Michael Heitmann und Christiane Raatz

Prag/Dresden. Immer mehr Deutsche fliegen über Prag in den Urlaub oder auf Geschäftsreise - darunter zahlreiche Sachsen. Im vorigen Jahr machten deutsche Fluggäste bereits vier Prozent aller Passagiere des Airports in der tschechischen Hauptstadt aus.

„Reisende aus Deutschland nutzen Prag als Start- oder Umsteigepunkt für Fernreisen nach Dubai, Moskau, Seoul oder Peking“, sagte die PR-Managerin des Vaclav-Havel-Flughafens, Marika Janouskova, der Deutschen Presse-Agentur. Mit 13 Millionen abgefertigten Passagieren feierte der Airport eine neue Rekordzahl. Das ist mehr, als die Tschechische Republik Einwohner hat.

Und es sind Zahlen, von denen man im benachbarten Sachsen nur träumen kann. Die Airports Leipzig/Halle und Dresden International zählten 2016 zusammen knapp 3,8 Millionen Fluggäste - 4,7 Prozent weniger als noch im Jahr zuvor. Beide zählen zur Mitteldeutschen Flughafen AG, die zu gut 77 Prozent dem Freistaat gehört.

Der Sprecher der Flughafen AG, Uwe Schuhart, gibt allerdings zu bedenken, dass man Prag als Hauptstadtflughafen nicht mit einem Regionalairport wie Dresden vergleichen könne. Dieser habe für seine Größe ein sehr attraktives Angebot und sei etwa mit Lufthansa, Swiss oder KLM gut an internationale Drehkreuze angebunden, betonte Schuhart.

Anfrage
Setze den Text über die Fluggastzahlen in Prag und Sachsen im gleichen Stil nach dem letzten Satz fort.

Bereitgestellte Daten
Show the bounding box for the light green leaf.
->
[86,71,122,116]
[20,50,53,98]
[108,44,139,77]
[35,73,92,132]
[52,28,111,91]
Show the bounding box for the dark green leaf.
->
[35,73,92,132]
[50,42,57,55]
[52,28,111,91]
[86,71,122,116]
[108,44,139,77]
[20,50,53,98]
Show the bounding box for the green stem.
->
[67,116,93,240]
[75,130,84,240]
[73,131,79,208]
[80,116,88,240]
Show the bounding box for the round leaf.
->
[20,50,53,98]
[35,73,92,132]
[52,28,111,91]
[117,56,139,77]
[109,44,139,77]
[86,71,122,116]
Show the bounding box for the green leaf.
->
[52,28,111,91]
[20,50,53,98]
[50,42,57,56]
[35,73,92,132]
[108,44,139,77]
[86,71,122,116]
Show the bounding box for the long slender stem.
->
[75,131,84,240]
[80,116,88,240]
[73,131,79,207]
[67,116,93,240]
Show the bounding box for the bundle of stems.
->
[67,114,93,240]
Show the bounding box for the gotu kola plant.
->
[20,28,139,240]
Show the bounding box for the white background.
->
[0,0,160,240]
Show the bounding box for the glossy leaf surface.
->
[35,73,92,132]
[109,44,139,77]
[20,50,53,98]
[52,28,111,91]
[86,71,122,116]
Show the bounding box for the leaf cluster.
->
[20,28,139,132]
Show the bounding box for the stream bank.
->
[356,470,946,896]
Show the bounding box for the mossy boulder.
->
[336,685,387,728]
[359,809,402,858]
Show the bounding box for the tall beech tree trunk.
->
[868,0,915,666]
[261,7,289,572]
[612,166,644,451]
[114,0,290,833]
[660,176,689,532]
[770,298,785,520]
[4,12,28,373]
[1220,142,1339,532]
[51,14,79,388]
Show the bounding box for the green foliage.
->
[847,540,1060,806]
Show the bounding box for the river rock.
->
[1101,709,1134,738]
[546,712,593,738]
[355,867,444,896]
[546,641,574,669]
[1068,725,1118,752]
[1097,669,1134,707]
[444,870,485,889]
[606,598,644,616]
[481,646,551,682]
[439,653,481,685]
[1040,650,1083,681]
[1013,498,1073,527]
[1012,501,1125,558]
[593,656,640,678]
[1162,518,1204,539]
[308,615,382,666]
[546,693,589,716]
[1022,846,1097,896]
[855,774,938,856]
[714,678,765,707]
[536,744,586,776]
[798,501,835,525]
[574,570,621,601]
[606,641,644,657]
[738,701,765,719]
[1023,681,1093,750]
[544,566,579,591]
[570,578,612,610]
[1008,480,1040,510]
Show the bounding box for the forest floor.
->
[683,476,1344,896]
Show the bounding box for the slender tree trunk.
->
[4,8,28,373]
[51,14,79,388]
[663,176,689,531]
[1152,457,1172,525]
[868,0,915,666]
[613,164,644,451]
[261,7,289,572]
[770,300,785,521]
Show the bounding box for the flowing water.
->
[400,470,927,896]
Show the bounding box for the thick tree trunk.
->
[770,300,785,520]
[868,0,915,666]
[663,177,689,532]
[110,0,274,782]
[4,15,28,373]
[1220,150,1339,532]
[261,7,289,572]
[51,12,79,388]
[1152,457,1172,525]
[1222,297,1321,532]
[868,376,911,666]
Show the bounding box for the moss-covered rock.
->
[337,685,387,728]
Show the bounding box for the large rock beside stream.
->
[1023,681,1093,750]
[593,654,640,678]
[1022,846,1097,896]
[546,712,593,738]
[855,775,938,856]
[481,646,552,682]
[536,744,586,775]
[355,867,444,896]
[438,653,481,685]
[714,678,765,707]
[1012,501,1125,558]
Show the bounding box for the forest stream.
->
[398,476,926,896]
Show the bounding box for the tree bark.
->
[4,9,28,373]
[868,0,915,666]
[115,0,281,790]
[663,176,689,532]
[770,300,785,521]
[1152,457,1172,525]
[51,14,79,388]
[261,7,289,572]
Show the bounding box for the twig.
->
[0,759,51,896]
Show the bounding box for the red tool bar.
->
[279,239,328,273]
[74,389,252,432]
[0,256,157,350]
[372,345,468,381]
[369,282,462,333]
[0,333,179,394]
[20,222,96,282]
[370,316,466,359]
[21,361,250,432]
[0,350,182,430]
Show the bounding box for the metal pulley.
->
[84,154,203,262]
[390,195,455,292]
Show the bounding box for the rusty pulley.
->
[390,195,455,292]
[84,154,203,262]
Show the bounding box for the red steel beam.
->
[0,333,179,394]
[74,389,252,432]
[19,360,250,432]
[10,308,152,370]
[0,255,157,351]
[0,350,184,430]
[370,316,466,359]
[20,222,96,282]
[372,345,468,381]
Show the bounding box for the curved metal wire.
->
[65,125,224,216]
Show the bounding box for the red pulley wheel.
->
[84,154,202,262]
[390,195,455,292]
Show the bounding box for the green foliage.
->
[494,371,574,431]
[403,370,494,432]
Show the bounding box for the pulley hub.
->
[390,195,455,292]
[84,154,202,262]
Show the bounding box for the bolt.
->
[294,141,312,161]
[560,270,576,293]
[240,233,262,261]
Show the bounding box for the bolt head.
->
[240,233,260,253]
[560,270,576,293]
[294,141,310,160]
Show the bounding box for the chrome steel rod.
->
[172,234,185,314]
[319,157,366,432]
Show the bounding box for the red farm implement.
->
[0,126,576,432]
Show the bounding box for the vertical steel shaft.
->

Schriftliche Antwort
Die Einbrüche der Passagierzahlen an den sächsischen Airports führte Schuhart vor allem auf die angespannte Sicherheitslage in der Türkei und in Nordafrika sowie auf mehrere Streiks zurück. Der Start in das Jahr 2017 stimme optimistisch: Leipzig/Halle und Dresden verbuchten im Januar rund 211 000 Fluggäste und damit 5,5 Prozent mehr als im Vorjahresmonat. Ein Blick in die Statistik zeigt jedoch, dass die Passagierzahlen in Dresden seit 2011 zurückgehen. Auch Leipzig weist 2016 so wenig Passagiere wie lange nicht auf: 2007 etwa waren es noch mehr als 2,7 Millionen Fluggäste, im Vorjahr nur noch knapp 2,2 Millionen.

Zieht die kürzlich fertig gestellte Autobahn 17 Dresden-Prag weitere Gäste aus Sachsen ab? Zumindest erhofft sich der Prager Airport von der neuen Verbindung einen Schub. „Die Anfahrt aus Dresden hat sich damit deutlich unter zwei Stunden verkürzt - und ohne unnötige Staus“, so Janouskova. Zudem lockten billige Preise: Ihr Auto könnten die Reisenden acht Tage lang für umgerechnet 29 Euro stehenlassen - rund halb so viel wie in Deutschland.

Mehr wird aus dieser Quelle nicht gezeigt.